Brano di lettura –
□ □ □ □ □ □ □

L’ordine nasce a tutela della collettività, perché il nostro patrimonio valoriale come professionisti sta sia nelle nostre capacità tecniche (sia scientifiche che umanistiche, nel nostro caso di architetti) sia nell’aderenza a un codice etico e comportamentale, cioè il codice deontologico. La collettività sa che noi aderiamo a questo codice che esiste da cento anni. L’ordine nasce per far rispettare questo codice, nasce per tenere l’albo degli iscritti e, dall’introduzione delle leggi europee in materia, garantisce anche che ci sia formazione. Ma l’ordine fa in realtà molto di più, perché agisce a livello territoriale. Noi li chiamiamo i “presidi di cura del territorio” perché ogni ordine è un’antenna sul territorio, che spesso ha rapporti con le amministrazioni, che evidenzia a livello territoriale migliorie e problematiche che nascono dalla pianificazione, dai processi normativi o ancora dai problemi urbani e da quelli sociali. Non tutti gli ordini hanno le stesse modalità: gli ordini di confine hanno determinate problematiche, gli ordini con un waterfront ne hanno di diverse da quelli centrali, gli ordini con più nuclei montani altre ancora ecc. Ognuno con le proprie diversità, tutti si occupano di trattare gli argomenti relativi alla nostra professione, che è una professione al servizio di tutti: ogni volta che progettiamo un pezzo di città o di edificio, noi progettiamo un pezzo di pianeta, e quindi le nostre scelte si riverberano in maniera molto estesa.

Gli ordini curano anche molte iniziative: se voi guardate i loro siti istituzionali, vedrete iniziative di coinvolgimento del territorio. Per fare un esempio, l’Ordine di Bergamo ha lanciato una piattaforma di raccolta dei desideri delle persone per la rigenerazione dei luoghi abbandonati: questo poi si trasforma in proposte da fare alle amministrazioni. Gli ordini promuovono moltissime iniziative di formazione e moltissime iniziative di diffusione dell’architettura: conoscere il proprio territorio e i valori dell’architettura aiuta a cambiare la domanda di architettura, poiché non sempre la domanda è pronta a richiedere l’architettura. Le persone spesso non sanno distinguere cosa sia architettura e cosa no: anche educare la domanda di architettura è importante. Gli ordini hanno anche un dialogo con le scuole, per un lavoro di costruzione di sensibilità nelle nuove generazioni, perché dalle nuove generazioni si passa alle famiglie facendo un lavoro sulla collettività.

□ □ □ □ □ □ □

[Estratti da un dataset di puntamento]
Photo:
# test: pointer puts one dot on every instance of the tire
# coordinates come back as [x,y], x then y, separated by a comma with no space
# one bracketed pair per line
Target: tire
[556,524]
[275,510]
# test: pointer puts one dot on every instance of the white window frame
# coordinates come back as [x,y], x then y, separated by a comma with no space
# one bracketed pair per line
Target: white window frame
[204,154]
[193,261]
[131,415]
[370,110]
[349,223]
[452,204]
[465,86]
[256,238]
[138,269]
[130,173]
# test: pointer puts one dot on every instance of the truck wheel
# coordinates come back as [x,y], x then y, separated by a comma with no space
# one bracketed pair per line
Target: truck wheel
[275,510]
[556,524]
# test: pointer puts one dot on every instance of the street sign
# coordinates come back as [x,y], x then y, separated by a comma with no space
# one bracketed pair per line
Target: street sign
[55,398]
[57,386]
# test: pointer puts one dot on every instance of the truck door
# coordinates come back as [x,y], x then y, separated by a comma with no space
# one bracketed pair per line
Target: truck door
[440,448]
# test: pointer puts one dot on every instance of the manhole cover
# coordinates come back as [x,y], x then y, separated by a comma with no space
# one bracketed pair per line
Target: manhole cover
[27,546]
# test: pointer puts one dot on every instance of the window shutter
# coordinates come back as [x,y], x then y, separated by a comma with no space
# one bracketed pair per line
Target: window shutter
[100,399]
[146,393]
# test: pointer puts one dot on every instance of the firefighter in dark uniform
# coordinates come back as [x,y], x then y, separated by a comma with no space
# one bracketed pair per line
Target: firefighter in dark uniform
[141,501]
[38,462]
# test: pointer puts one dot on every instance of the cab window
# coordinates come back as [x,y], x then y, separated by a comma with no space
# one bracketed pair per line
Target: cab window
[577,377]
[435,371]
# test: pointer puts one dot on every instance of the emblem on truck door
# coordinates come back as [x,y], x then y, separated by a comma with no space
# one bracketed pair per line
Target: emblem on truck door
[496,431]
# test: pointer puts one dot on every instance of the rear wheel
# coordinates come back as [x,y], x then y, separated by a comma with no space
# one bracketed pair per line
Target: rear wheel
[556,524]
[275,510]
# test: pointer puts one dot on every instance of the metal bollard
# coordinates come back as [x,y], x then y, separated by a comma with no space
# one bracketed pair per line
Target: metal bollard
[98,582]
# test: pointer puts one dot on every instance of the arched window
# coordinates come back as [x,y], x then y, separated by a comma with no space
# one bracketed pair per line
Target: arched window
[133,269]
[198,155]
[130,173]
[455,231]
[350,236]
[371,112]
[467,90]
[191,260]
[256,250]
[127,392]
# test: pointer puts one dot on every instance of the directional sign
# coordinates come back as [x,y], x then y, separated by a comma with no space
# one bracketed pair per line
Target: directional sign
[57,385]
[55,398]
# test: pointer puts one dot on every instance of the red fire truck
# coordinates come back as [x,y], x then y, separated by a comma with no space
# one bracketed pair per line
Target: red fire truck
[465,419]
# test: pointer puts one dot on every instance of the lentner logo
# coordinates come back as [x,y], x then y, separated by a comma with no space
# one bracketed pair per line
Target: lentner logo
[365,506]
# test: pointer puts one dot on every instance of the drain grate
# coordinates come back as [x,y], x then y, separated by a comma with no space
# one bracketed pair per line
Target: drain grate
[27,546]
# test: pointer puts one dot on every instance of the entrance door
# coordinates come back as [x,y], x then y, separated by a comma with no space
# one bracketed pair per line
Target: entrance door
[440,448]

□ □ □ □ □ □ □

Consegna A – Stabilisci se ciascuna affermazione concorda con il brano sull'ordine degli architetti, rispondendo sì o no e citando le parole del brano che lo decidono: (i) il codice deontologico esiste da cento anni; (ii) l'ordine garantisce la formazione fin dalla sua nascita; (iii) l'Ordine di Bergamo ha creato una piattaforma che raccoglie i desideri delle persone per la rigenerazione dei luoghi abbandonati.
Consegna B – Elenca i tipi di ordine che il brano sull'ordine degli architetti distingue in base alle caratteristiche del territorio.
Consegna C – Riprendi il brano sull'ordine degli architetti e proseguilo a partire dalla sua ultima frase.

Risposta A –
(i) Sì: "questo codice che esiste da cento anni".
(ii) No: "dall’introduzione delle leggi europee in materia, garantisce anche che ci sia formazione".
(iii) Sì: "l’Ordine di Bergamo ha lanciato una piattaforma di raccolta dei desideri delle persone per la rigenerazione dei luoghi abbandonati".

Risposta B –
- ordini di confine
- ordini con un waterfront
- ordini centrali
- ordini con più nuclei montani

Risposta C –
Gli ordini hanno al proprio interno i consigli di disciplina ai quali ci si può rivolgere se si ritiene che ci sia un comportamento non corretto da parte di colleghi che agiscono in maniera non aderente al codice deontologico.

Cosa fa il Consiglio Nazionale? Il consiglio nazionale è formato da 15 architetti (alcuni docenti, altri liberi professionisti: un panorama variegato). Siamo suddivisi in dipartimenti: il dipartimento dei lavori pubblici, che segue maggiormente i lavori pubblici e la parte concorsuale; il dipartimento cultura si occupa di promuovere la figura dell’architetto attraverso diverse iniziative; il dipartimento università, che si occupa dei rapporti fra ordini e università (ora, ad esempio, si sta occupando della nuova legge sulle lauree abilitanti); e poi altri dipartimenti.

Il Consiglio Nazionale tiene i contatti con le organizzazioni internazionali: il CAE – Consiglio Europeo degli architetti – e l’UIA – Unione Internazionale degli Architetti. Con queste organizzazioni c’è un lavoro di confronto: i dati di cui vi dicevo servono per avere una misura di ciò che accade a livello europeo e internazionale.

Il Consiglio Nazionale è un’emanazione del Ministero della Giustizia e funge da magistratura di secondo grado: chi ritiene di aver ricevuto una sanzione per infrazione del codice deontologico inadeguata, può ricorrere in Consiglio Nazionale (il terzo grado è costituito dal Consiglio di Stato). Attraverso le conferenze degli Ordini, raccogliamo le istanze che provengono da tutto il territorio nazionale, che sono ad esempio istanze di modifica normativa, oppure riguardanti la professione, e le trasformiamo in emendamenti. Non possiamo legiferare, ma chiediamo delle udienze presso i Ministeri, facciamo degli emendamenti, usciamo sulla stampa ecc. Svolgiamo dunque una funzione politica, oltre a quella di mantenere l’albo unico italiano e occuparci di magistratura di secondo grado.

Salvatore Peluso, moderatore

Mentre il Consiglio Nazionale e gli ordini hanno una storia centenaria, ULLARC è un’unione nata da pochissimo. Mentre il Consiglio Nazionale si occupa di tutta una varietà di questioni, voi dell’Unione avete preso le mosse da esigenze abbastanza specifiche: non coprite tutto il campo di ciò che fa un architetto, ma vi occupate di questioni prettamente legate al lavoro. Chiedo dunque all’Unione di raccontarci da quali esigenze è nata e come si sta strutturando, come funzionano le decisioni interne e che proposte porta avanti.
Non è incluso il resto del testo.